=== What the exercise asks ===
Return all of the records below verbatim, reproducing each line in its original order with no changes.

=== Exercise input ===
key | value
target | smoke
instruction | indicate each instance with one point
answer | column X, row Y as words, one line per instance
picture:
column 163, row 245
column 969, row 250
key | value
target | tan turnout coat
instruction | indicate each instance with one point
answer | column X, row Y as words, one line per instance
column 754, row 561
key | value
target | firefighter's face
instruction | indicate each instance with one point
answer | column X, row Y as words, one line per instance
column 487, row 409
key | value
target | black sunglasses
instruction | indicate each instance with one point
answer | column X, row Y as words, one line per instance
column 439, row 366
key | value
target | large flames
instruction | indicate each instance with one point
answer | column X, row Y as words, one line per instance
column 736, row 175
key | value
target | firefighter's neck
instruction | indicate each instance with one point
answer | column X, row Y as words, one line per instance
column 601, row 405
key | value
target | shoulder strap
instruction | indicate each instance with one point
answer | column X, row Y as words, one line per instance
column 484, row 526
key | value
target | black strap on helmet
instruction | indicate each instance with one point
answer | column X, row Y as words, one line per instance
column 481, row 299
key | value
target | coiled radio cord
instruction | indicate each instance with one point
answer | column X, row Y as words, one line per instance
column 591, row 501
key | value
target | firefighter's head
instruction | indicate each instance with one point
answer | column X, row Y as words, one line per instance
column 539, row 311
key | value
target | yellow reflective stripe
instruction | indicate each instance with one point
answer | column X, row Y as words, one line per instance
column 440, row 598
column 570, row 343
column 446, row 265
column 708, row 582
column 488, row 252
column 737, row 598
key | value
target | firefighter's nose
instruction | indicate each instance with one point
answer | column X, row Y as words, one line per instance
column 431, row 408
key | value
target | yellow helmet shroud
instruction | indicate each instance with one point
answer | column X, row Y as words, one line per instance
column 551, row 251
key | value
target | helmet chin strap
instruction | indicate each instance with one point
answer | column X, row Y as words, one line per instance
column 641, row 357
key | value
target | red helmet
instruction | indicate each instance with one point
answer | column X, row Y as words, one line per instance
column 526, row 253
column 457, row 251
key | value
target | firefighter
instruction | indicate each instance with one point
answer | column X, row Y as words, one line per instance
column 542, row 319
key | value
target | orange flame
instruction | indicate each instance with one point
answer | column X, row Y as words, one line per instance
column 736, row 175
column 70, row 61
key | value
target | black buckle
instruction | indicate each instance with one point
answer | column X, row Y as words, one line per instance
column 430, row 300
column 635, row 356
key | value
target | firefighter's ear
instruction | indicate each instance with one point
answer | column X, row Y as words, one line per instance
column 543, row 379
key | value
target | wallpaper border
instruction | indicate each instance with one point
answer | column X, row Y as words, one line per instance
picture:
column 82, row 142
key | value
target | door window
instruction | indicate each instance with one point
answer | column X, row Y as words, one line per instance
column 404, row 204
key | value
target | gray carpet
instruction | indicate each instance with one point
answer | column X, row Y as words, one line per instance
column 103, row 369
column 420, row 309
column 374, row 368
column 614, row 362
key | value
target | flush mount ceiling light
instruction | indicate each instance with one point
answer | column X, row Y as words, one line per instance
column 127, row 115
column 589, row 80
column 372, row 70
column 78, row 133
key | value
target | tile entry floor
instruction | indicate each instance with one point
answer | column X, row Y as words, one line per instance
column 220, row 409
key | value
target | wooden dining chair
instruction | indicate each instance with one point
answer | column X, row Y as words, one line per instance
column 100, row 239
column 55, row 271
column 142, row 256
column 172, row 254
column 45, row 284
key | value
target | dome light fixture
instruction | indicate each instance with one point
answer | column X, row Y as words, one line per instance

=== Problem solution ===
key | value
target | smoke
instruction | indicate each instance with one point
answer | column X, row Y as words, one line per instance
picture:
column 163, row 245
column 969, row 250
key | value
target | tan turnout coat
instruction | indicate each instance with one point
answer | column X, row Y as words, one line per instance
column 754, row 561
key | value
target | firefighter's face
instruction | indicate each instance with one point
answer | column X, row Y as words, one line per instance
column 487, row 409
key | value
target | black sunglasses
instruction | indicate each instance with one point
answer | column X, row Y as words, one line per instance
column 439, row 366
key | value
target | large flames
instruction | indicate each instance with one point
answer | column X, row Y as words, one line per instance
column 736, row 175
key | value
target | firefighter's neck
instruction | indicate each instance with one point
answer | column X, row Y as words, one line per instance
column 601, row 405
key | value
target | shoulder strap
instruction | indicate each instance with one point
answer | column X, row Y as words, one line per instance
column 484, row 526
key | value
target | black strap on helmet
instruction | indicate each instance with one point
answer | column X, row Y as words, one line per instance
column 481, row 299
key | value
target | coiled radio cord
instruction | indicate each instance with one point
answer | column X, row Y as words, one line per instance
column 591, row 501
key | value
target | firefighter's head
instruction | indicate each instance with one point
answer | column X, row Y as words, one line per instance
column 539, row 311
key | value
target | yellow reflective stripe
instruction | indicate each instance with one point
answer | column X, row Y as words, one line per instance
column 440, row 598
column 570, row 343
column 446, row 265
column 708, row 582
column 488, row 252
column 737, row 598
key | value
target | firefighter's nose
instruction | indicate each instance with one point
answer | column X, row Y as words, one line per instance
column 431, row 408
key | value
target | yellow helmet shroud
instruction | indicate each instance with one point
answer | column X, row Y as words, one line per instance
column 551, row 251
key | value
target | helmet chin strap
instruction | indicate each instance with one point
answer | column X, row Y as words, one line per instance
column 641, row 357
key | value
target | red helmet
instruction | indicate each instance with one point
answer | column X, row Y as words, one line per instance
column 526, row 253
column 457, row 251
key | value
target | firefighter
instruction | indicate each instance with one point
answer | column X, row Y as words, one line per instance
column 542, row 319
key | value
target | orange flame
instruction | indicate each instance with one point
answer | column X, row Y as words, one line per instance
column 736, row 175
column 70, row 61
key | value
target | black buckle
instruction | indicate each instance with one point
answer | column X, row Y as words, one line per instance
column 430, row 300
column 635, row 356
key | value
target | firefighter's ear
instruction | indicate each instance with one point
answer | column X, row Y as words, one line per instance
column 543, row 379
key | value
target | wallpaper border
instruction | indicate each instance with one point
answer | column X, row Y as words, one line per instance
picture:
column 82, row 142
key | value
target | door window
instruction | indicate each instance with one point
answer | column X, row Y as words, one line per instance
column 404, row 204
key | value
target | gray carpet
instruction | indicate each instance with one point
answer | column X, row Y as words, one line per instance
column 103, row 369
column 420, row 309
column 374, row 368
column 614, row 362
key | value
target | flush mount ceiling light
instruction | indicate each instance with one point
answer | column X, row Y as words, one line per instance
column 127, row 115
column 589, row 80
column 372, row 70
column 78, row 133
key | value
target | tile entry floor
instruction | indicate each instance with one point
answer | column X, row Y as words, one line per instance
column 220, row 409
key | value
target | wooden dining chair
instruction | indicate each instance with one point
answer | column X, row Y as words, one line per instance
column 100, row 239
column 55, row 271
column 142, row 256
column 172, row 254
column 45, row 284
key | value
target | dome light fixture
instruction | indicate each instance with one point
answer | column X, row Y as words, one line per instance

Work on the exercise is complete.